Saved entries
================
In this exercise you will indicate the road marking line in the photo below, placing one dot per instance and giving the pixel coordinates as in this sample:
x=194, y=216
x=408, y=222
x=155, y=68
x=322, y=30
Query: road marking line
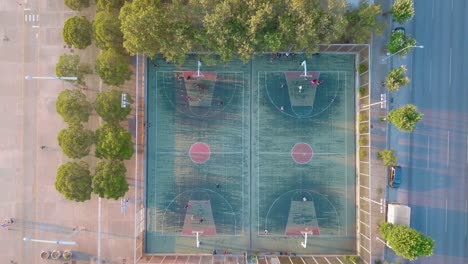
x=448, y=146
x=446, y=212
x=466, y=209
x=428, y=153
x=450, y=67
x=427, y=209
x=430, y=74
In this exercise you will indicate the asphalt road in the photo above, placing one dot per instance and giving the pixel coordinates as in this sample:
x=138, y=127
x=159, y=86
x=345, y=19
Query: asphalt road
x=438, y=148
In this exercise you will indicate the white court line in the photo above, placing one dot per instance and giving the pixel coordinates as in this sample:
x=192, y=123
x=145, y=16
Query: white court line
x=446, y=212
x=448, y=146
x=450, y=67
x=428, y=152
================
### [Goal]
Set each line of the records down exactly, leaving every picture out.

### [Reply]
In this exercise you will indicate the road marking line in the photo below, placing one dot per instance and giving the pixel coordinates as in this sample:
x=194, y=216
x=408, y=222
x=155, y=68
x=322, y=30
Query: road marking line
x=448, y=146
x=446, y=212
x=466, y=209
x=428, y=153
x=450, y=67
x=427, y=209
x=430, y=74
In this exercise you will indicate the asphalt road in the photo above, placing one dot per instance and giving the pixel coordinates as in this sample:
x=138, y=127
x=159, y=86
x=345, y=19
Query: asphalt road
x=438, y=148
In this exercise you will indicate the white court line in the photo above, placing one dot per instance and giving the pixel coordinates as in this sample:
x=192, y=123
x=145, y=16
Query: white court line
x=446, y=212
x=448, y=146
x=450, y=67
x=428, y=152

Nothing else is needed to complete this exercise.